● **WRITTEN REQUEST**:
Report each line of the records below that contains the word "leaf", copying the line in full.

● **DATA TO USE**:
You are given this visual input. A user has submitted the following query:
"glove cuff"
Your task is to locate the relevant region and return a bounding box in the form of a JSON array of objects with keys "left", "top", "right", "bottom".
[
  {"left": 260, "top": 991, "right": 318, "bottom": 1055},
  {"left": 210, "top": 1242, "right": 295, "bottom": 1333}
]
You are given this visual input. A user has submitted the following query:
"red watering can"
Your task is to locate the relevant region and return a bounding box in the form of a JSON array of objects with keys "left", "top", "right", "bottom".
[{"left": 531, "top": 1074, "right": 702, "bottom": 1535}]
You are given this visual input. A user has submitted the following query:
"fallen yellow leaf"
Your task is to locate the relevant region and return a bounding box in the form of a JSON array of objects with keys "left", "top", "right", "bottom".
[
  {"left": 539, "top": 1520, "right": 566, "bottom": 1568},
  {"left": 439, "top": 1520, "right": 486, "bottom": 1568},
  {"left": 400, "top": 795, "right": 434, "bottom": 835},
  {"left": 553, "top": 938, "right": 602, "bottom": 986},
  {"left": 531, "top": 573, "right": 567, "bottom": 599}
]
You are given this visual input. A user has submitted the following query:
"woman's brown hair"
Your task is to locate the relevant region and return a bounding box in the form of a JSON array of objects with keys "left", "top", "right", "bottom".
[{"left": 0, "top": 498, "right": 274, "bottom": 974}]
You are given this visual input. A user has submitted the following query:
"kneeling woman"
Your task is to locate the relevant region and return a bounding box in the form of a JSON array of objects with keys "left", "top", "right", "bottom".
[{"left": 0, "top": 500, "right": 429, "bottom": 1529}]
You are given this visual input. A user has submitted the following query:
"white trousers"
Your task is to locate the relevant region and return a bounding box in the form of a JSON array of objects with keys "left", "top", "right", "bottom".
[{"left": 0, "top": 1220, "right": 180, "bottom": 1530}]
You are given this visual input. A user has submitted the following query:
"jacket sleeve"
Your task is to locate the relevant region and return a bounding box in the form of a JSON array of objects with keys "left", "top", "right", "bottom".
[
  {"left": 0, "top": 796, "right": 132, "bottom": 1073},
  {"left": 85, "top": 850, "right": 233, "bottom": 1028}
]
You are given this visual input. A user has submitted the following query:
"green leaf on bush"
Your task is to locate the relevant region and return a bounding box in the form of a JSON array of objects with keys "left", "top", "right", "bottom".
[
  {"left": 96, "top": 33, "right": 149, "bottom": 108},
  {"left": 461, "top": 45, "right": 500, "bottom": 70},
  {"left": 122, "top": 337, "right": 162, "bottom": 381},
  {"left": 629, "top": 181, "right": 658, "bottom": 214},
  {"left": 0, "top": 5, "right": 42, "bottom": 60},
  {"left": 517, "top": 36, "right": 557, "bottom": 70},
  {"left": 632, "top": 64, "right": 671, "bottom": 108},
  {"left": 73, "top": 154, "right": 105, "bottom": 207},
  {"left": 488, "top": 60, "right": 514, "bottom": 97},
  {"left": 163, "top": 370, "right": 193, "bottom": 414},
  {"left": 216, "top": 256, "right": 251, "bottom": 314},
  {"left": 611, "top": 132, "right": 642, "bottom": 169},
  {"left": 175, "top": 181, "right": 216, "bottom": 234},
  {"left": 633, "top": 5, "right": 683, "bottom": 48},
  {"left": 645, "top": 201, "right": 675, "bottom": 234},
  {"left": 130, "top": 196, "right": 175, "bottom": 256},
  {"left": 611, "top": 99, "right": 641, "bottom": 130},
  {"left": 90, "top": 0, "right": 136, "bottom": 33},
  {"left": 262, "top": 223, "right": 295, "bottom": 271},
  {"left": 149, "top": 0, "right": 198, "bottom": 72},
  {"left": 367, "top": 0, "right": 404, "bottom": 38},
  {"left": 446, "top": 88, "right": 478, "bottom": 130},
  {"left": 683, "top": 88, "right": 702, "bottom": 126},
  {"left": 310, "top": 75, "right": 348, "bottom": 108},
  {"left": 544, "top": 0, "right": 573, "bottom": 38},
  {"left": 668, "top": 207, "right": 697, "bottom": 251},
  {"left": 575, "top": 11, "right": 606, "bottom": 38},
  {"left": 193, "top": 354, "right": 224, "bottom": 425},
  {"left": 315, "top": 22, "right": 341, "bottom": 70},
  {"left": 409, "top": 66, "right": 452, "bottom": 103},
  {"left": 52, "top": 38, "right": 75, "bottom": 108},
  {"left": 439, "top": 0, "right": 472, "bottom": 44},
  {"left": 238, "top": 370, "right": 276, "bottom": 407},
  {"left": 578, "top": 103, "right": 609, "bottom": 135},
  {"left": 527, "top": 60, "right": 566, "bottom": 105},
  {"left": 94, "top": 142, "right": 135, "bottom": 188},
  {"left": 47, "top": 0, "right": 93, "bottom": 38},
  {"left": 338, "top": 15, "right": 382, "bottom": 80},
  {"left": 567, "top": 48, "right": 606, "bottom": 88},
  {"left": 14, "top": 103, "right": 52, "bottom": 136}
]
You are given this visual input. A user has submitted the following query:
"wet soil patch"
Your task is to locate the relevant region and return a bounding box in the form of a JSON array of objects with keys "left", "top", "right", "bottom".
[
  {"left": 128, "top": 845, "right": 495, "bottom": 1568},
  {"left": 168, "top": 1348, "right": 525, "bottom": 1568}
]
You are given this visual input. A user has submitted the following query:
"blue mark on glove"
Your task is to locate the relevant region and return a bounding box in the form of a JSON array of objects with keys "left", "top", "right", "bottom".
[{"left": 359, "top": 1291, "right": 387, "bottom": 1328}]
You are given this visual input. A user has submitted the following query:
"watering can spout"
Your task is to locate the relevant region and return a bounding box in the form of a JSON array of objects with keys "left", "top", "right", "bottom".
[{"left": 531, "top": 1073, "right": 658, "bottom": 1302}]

● **EXPECTED ANSWER**:
"fallen yellow leaf"
"green leaf on bush"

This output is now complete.